Au cours des deux dernières décennies, des facteurs comme la mondialisation, les changements technologiques, les nouvelles logiques de marché et la transformation des attitudes des travailleurs à l'égard du travail ont changé la donne.
Ces changements et leurs conséquences sur les relations du travail au Québec sont au coeur de l'excellent documentaire Un monde du travail en mutation. Projeté le 22 novembre au pavillon Alphonse-Desjardins, le film d'une durée de 45 minutes est une production de Daniel Mercure, professeur au Département de sociologie, et de Pierre Fraser, sociologue. Sa particularité est qu'il accorde largement la parole à deux leaders du monde syndical, soit Louise Chabot, présidente de la Centrale des syndicats du Québec (CSQ), et Jacques Létourneau, président de la Confédération des syndicats nationaux (CSN).

> _Consignes_:
**A.** D'après le texte sur le documentaire, quelle est la durée du film ?
**B.** Dites si chacune de ces phrases est conforme au texte sur le documentaire, en citant les mots qui tranchent : (i) Le film a été montré le 22 novembre au pavillon Alphonse-Desjardins. (ii) Jacques Létourneau préside la CSQ. (iii) Pierre Fraser est professeur au Département de sociologie.
Les lignes ne servent pas pour ce travail.

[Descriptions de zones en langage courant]

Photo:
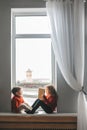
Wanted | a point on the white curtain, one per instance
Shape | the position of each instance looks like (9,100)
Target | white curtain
(67,33)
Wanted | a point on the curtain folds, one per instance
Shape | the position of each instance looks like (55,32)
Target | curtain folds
(67,33)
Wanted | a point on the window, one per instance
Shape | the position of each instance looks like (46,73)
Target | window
(31,50)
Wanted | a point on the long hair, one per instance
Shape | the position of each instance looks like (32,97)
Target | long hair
(15,89)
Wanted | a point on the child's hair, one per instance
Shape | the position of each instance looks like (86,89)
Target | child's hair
(52,90)
(15,89)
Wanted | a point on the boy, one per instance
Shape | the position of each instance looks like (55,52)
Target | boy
(17,102)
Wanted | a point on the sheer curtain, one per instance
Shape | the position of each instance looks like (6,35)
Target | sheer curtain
(67,33)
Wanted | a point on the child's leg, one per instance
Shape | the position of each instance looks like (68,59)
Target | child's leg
(38,103)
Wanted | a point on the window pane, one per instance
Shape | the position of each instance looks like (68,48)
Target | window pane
(33,55)
(32,25)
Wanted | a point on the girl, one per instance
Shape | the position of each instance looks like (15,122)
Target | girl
(48,101)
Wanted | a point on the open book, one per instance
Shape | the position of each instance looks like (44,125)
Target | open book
(41,92)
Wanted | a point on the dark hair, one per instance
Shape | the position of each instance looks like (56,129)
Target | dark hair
(52,90)
(15,89)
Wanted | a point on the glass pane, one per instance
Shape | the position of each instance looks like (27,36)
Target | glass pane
(33,60)
(32,25)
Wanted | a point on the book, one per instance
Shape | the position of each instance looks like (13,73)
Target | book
(41,92)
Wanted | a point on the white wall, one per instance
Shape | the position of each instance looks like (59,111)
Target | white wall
(67,97)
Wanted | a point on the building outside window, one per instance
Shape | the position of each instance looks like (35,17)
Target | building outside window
(31,50)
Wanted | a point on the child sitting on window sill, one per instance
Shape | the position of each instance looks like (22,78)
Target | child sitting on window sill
(18,105)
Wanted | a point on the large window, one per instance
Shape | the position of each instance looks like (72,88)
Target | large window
(31,50)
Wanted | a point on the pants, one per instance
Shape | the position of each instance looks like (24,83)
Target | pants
(24,107)
(44,106)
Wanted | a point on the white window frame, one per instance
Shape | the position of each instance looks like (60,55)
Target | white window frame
(26,12)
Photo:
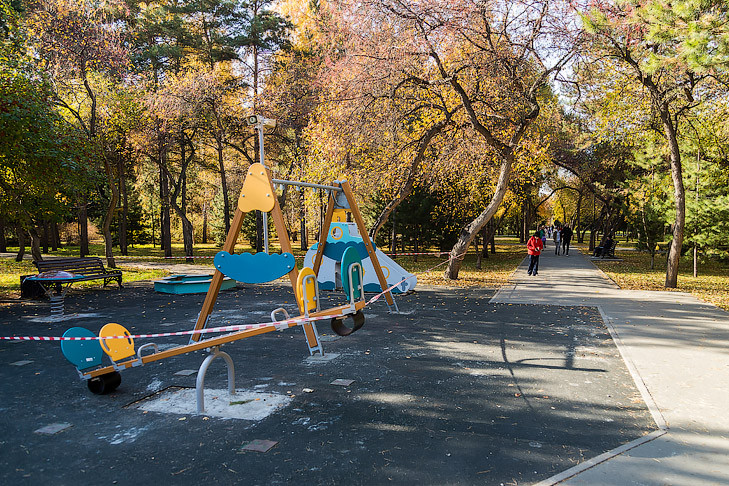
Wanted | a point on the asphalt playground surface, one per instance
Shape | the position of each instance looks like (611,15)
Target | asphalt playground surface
(453,390)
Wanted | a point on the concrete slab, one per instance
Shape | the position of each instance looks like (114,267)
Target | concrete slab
(455,391)
(677,347)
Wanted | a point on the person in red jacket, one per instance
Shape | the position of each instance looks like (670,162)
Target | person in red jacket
(534,248)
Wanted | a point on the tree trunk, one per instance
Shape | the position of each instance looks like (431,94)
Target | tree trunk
(393,233)
(224,187)
(56,237)
(165,229)
(20,232)
(45,236)
(123,217)
(469,232)
(302,221)
(109,216)
(578,221)
(679,195)
(205,222)
(35,244)
(3,240)
(489,233)
(83,227)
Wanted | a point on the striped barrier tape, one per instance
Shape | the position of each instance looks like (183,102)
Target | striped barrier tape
(243,327)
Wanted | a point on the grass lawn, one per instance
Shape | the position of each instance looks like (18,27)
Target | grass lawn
(634,272)
(10,272)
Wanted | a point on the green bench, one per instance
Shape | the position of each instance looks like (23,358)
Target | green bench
(88,268)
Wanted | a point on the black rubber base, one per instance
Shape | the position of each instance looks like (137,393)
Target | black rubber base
(101,385)
(339,326)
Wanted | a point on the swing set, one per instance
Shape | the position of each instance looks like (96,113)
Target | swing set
(258,193)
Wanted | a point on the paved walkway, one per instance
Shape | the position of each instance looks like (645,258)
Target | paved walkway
(677,348)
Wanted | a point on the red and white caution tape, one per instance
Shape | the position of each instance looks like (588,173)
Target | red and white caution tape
(243,327)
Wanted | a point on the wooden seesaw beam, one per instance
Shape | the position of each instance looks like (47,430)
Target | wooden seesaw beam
(216,341)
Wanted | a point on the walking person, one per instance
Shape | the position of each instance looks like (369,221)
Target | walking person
(566,238)
(557,239)
(534,248)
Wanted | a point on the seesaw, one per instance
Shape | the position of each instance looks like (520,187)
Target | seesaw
(258,193)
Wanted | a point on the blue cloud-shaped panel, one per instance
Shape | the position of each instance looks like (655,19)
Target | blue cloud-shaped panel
(254,267)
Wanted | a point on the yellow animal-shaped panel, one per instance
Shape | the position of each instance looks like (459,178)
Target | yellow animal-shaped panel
(256,193)
(117,349)
(339,216)
(306,284)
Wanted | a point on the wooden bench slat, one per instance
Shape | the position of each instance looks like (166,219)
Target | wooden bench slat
(92,268)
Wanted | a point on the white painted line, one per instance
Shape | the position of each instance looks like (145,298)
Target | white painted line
(647,398)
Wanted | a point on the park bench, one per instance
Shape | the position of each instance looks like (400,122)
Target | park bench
(57,275)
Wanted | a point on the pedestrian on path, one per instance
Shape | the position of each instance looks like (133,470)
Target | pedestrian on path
(557,239)
(534,248)
(566,238)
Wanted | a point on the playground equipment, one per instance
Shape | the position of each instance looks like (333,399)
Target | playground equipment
(258,193)
(189,284)
(343,236)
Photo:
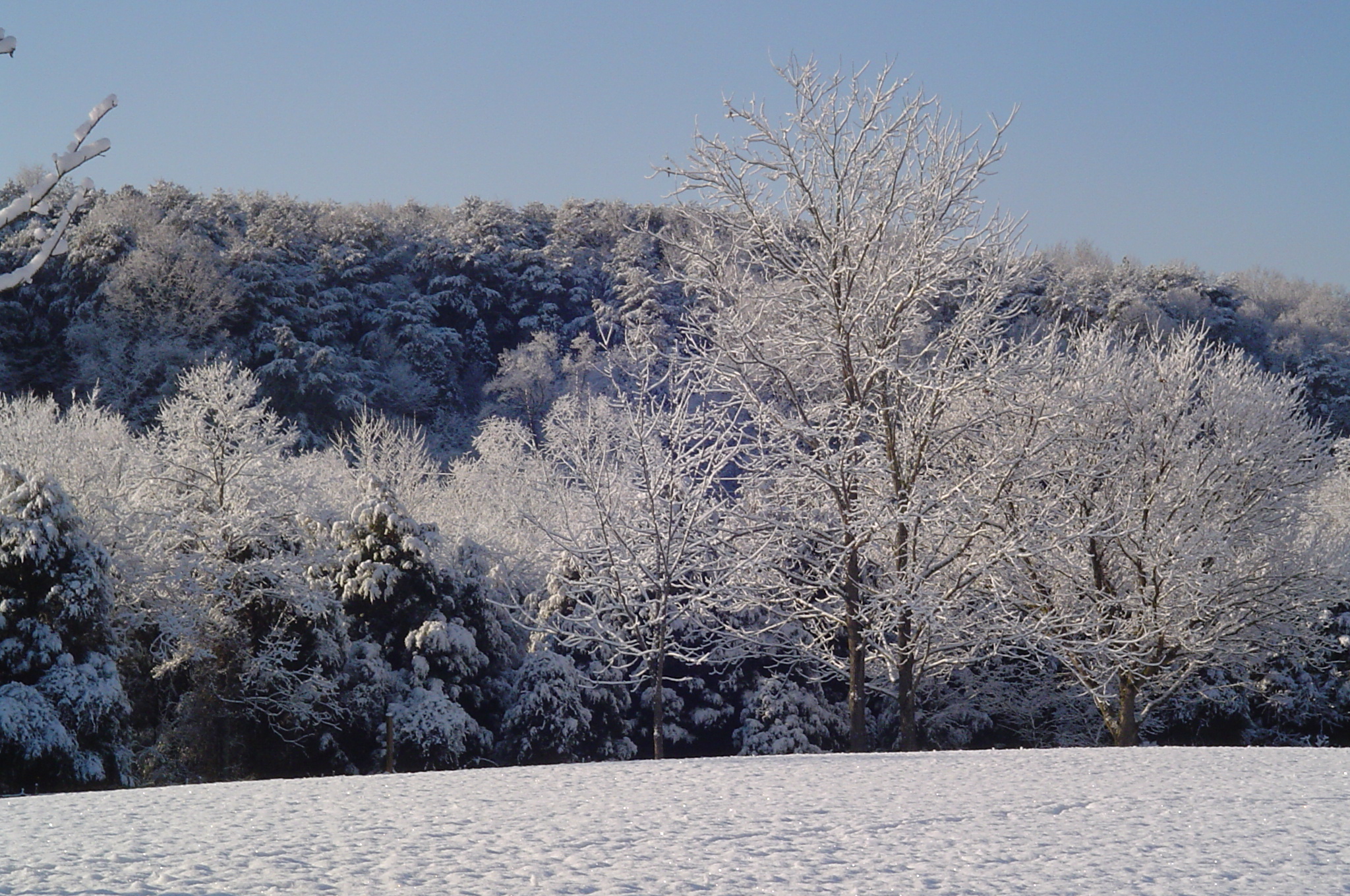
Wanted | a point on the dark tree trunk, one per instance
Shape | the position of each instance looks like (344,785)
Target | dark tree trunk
(1127,725)
(856,659)
(905,686)
(659,706)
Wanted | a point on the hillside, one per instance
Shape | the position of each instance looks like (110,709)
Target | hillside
(1075,821)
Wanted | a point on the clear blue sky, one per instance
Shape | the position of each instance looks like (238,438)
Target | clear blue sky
(1213,132)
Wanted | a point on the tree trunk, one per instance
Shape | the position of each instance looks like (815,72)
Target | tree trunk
(905,685)
(1127,725)
(856,659)
(659,705)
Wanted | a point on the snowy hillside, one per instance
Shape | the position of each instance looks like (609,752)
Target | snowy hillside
(1141,821)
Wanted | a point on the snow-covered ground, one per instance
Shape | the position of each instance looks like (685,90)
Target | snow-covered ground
(1141,821)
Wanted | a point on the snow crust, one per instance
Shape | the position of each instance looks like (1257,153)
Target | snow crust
(1091,821)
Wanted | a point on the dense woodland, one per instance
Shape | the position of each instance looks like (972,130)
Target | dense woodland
(814,459)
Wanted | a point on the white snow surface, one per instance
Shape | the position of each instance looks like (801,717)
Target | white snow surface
(1072,821)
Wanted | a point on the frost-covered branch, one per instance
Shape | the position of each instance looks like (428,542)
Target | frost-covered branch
(36,200)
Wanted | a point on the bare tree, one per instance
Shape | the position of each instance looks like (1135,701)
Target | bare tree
(855,288)
(640,472)
(1165,526)
(37,199)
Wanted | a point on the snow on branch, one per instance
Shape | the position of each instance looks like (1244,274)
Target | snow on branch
(36,199)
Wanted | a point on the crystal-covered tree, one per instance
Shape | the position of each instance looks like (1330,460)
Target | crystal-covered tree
(63,709)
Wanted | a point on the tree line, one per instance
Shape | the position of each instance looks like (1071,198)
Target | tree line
(817,458)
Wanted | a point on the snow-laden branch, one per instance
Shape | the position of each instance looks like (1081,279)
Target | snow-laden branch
(36,200)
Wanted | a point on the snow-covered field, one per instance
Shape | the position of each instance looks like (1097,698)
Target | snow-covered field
(1141,821)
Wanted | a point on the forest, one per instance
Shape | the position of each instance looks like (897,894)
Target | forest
(816,458)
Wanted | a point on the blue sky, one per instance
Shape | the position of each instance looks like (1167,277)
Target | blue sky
(1213,132)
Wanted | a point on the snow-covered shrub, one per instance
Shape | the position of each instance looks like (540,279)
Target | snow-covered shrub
(237,638)
(63,709)
(559,715)
(426,647)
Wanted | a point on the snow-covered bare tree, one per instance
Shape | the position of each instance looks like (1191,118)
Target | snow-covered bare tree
(640,477)
(241,640)
(1165,528)
(856,287)
(37,199)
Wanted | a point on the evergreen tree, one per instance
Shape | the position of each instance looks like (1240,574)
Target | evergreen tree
(63,709)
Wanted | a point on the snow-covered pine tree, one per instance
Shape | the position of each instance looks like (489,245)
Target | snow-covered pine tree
(558,714)
(63,709)
(243,648)
(426,647)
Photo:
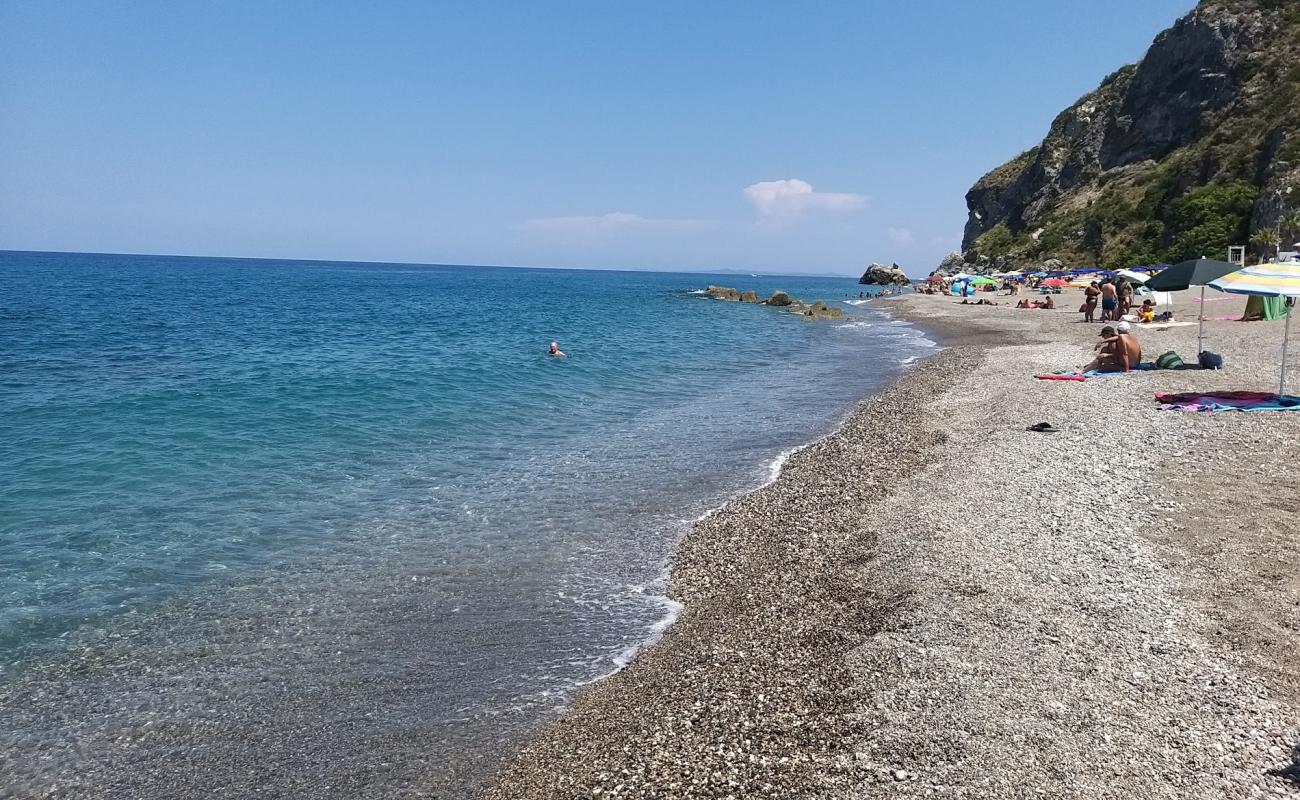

> _Réponses_:
**A.** Le film dure 45 minutes.

**B.**
(i) Oui : « Projeté le 22 novembre au pavillon Alphonse-Desjardins ».
(ii) Non : « Jacques Létourneau, président de la Confédération des syndicats nationaux (CSN) ».
(iii) Non : « Daniel Mercure, professeur au Département de sociologie, et de Pierre Fraser, sociologue ».